Return each line of the records below in which the string "pants" turns up.

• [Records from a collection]
***

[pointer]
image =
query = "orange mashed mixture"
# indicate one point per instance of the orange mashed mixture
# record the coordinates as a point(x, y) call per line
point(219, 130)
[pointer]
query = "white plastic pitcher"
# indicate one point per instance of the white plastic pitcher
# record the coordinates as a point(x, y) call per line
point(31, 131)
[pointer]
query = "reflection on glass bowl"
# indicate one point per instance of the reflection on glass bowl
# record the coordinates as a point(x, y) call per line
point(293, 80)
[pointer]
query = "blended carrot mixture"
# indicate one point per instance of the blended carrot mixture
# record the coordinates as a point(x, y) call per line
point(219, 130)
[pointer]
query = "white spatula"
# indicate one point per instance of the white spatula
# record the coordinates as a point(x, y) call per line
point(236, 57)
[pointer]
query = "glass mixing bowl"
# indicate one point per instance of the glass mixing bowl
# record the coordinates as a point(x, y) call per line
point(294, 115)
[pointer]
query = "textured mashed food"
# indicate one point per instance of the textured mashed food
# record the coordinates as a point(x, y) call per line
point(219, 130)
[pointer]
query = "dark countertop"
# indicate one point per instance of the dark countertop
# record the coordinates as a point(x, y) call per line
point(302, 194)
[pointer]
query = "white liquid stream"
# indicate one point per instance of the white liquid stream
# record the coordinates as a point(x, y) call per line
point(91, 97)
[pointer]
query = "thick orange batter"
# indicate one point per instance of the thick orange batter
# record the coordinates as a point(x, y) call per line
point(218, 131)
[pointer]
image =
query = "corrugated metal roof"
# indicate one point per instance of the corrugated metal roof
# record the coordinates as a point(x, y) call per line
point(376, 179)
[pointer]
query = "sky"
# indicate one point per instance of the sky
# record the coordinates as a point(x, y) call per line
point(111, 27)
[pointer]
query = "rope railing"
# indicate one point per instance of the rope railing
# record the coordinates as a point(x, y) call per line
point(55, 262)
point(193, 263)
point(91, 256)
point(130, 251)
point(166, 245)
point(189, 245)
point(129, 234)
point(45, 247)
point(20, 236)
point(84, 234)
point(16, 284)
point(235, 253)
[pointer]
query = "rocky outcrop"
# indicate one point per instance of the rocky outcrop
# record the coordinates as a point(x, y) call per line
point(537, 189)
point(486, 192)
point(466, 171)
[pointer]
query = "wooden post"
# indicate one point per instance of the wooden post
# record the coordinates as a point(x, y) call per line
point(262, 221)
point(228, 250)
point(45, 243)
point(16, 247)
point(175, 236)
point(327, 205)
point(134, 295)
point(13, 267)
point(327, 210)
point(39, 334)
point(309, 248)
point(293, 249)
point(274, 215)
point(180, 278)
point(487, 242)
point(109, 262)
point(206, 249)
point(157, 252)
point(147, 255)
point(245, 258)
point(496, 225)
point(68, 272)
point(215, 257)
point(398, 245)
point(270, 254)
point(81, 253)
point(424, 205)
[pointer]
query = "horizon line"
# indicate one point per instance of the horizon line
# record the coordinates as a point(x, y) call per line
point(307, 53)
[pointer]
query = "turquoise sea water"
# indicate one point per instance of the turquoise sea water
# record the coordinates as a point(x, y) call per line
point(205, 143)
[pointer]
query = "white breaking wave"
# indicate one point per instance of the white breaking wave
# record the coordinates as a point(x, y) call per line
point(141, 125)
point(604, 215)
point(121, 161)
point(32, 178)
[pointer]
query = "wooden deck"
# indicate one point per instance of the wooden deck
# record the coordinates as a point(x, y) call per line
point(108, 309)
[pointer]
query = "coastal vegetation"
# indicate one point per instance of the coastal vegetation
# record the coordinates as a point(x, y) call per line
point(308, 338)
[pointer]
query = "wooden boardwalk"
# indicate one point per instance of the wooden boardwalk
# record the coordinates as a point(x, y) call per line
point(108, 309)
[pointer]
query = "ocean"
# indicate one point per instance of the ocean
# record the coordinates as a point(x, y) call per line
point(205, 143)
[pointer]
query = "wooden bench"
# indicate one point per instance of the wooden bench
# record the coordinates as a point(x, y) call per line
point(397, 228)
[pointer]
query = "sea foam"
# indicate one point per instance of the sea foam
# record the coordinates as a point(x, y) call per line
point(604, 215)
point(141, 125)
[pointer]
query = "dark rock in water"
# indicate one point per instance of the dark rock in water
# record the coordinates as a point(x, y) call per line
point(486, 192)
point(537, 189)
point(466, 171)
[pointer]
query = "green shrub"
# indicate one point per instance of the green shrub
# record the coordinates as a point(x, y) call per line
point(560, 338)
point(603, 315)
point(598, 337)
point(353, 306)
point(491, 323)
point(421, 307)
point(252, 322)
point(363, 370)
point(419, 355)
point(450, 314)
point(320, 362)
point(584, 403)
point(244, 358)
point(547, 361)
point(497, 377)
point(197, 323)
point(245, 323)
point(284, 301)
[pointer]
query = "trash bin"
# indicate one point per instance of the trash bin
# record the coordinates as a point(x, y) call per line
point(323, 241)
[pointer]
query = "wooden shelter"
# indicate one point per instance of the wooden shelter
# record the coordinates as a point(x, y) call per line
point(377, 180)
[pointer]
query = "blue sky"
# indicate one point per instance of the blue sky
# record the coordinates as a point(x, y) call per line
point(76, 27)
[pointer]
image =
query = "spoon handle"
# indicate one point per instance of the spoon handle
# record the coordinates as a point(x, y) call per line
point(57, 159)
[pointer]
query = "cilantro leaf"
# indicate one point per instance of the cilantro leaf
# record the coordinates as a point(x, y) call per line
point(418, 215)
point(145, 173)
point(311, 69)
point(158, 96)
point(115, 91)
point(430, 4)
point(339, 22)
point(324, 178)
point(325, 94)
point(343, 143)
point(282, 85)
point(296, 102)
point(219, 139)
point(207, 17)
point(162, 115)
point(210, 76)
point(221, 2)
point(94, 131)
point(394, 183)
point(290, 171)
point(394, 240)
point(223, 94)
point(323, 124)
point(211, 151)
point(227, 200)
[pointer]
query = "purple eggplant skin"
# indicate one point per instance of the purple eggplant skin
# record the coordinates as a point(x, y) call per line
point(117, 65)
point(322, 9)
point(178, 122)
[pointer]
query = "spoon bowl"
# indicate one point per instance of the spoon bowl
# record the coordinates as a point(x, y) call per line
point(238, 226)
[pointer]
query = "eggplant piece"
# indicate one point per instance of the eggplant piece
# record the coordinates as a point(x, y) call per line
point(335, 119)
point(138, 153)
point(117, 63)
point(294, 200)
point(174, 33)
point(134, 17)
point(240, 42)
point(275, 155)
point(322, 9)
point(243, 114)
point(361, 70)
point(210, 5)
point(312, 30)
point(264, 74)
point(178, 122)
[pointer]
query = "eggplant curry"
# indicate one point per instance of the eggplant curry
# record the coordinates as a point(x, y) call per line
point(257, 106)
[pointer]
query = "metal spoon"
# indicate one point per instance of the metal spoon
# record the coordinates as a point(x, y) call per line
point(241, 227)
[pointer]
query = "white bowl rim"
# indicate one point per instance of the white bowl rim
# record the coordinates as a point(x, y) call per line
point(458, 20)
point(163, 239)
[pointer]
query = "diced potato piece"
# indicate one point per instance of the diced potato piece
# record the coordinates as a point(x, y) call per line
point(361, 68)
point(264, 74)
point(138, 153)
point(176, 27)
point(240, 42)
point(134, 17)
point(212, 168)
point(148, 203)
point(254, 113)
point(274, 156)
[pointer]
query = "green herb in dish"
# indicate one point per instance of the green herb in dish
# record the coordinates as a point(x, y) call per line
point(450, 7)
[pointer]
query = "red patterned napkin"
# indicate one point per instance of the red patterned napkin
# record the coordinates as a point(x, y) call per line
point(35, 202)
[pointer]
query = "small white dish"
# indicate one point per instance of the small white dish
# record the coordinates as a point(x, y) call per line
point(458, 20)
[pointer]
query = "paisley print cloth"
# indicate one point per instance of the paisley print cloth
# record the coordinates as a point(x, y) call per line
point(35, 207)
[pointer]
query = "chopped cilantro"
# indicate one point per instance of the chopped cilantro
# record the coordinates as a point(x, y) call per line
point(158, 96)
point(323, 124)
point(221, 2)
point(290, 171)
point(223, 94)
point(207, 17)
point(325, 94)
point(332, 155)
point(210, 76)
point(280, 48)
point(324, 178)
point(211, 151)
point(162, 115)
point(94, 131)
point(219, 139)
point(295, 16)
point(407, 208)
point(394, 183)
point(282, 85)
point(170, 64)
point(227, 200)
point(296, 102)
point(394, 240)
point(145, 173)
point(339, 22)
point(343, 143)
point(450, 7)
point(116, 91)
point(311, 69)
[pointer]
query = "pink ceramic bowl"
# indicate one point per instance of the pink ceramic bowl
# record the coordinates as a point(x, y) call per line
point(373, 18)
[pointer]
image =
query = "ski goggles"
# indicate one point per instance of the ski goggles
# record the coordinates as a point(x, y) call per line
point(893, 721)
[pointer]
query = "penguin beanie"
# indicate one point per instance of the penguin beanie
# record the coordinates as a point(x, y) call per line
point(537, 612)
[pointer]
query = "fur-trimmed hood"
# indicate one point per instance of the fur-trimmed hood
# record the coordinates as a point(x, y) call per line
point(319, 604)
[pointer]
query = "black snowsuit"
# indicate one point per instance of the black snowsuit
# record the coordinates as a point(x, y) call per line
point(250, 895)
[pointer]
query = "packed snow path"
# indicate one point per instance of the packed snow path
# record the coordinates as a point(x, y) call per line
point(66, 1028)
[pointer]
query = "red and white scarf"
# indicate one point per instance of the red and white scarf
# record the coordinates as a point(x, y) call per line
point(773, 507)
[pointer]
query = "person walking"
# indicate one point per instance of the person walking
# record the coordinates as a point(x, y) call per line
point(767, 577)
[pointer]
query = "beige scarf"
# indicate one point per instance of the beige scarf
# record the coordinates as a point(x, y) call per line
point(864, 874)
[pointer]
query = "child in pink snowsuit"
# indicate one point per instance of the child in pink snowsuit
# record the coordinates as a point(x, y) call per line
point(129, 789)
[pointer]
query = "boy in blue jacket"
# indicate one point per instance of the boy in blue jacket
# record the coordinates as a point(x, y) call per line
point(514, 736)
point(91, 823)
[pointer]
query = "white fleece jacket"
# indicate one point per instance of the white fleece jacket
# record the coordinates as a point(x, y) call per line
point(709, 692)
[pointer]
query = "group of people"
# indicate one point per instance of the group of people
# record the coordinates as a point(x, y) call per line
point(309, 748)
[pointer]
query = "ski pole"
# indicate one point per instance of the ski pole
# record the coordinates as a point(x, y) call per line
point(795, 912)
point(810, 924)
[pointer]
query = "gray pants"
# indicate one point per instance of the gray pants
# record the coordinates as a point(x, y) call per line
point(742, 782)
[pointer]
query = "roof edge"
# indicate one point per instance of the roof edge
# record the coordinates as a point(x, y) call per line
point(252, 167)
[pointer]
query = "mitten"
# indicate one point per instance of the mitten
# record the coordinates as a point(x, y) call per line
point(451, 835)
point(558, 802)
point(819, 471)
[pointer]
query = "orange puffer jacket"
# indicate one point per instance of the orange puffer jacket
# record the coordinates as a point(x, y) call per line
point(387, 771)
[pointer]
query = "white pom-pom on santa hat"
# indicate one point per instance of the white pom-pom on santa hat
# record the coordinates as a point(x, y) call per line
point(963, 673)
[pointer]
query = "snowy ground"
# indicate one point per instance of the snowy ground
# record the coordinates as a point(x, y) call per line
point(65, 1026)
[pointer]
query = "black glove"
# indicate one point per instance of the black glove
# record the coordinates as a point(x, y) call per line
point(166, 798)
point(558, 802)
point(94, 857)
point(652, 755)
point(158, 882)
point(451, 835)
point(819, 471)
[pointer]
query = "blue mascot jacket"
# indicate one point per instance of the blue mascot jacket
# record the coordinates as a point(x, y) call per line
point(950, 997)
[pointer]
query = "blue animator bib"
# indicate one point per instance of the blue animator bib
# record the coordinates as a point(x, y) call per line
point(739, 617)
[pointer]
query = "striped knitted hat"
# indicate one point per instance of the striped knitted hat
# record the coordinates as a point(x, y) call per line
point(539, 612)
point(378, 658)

***

• [Your solution]
query = "gray pants"
# indicate one point per instance of the gray pants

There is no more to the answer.